From the records below, extract each line that contains the word "apple".

═══

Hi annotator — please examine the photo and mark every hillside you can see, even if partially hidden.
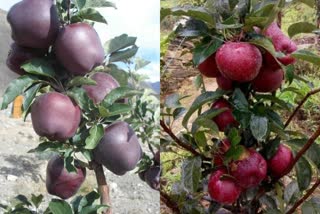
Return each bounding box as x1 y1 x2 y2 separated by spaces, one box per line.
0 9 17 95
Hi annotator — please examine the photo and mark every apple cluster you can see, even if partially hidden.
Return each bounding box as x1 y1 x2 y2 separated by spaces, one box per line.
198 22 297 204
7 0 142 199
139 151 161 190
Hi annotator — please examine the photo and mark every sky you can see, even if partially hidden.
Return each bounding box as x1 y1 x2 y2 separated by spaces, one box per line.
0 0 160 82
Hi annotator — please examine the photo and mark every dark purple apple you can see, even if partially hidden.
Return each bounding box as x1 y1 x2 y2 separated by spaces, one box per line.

═══

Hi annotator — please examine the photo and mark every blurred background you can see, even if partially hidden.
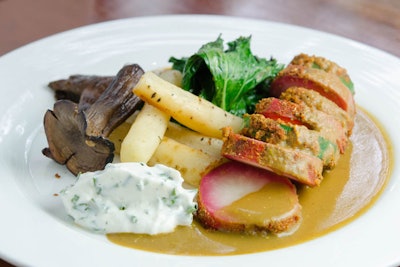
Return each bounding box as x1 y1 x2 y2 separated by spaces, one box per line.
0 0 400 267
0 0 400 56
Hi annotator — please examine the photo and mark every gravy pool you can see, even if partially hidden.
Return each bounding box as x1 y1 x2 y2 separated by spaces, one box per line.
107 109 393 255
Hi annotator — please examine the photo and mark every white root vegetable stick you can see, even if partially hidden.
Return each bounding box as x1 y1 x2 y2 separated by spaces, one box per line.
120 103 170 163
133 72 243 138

═══

Problem solution –
Hi annotator — please examine the photo and mark every apple cluster you can see, even if partially hidden.
Hi annotator — please examine the photo and mark every dark purple apple you can see, even if partially hidden.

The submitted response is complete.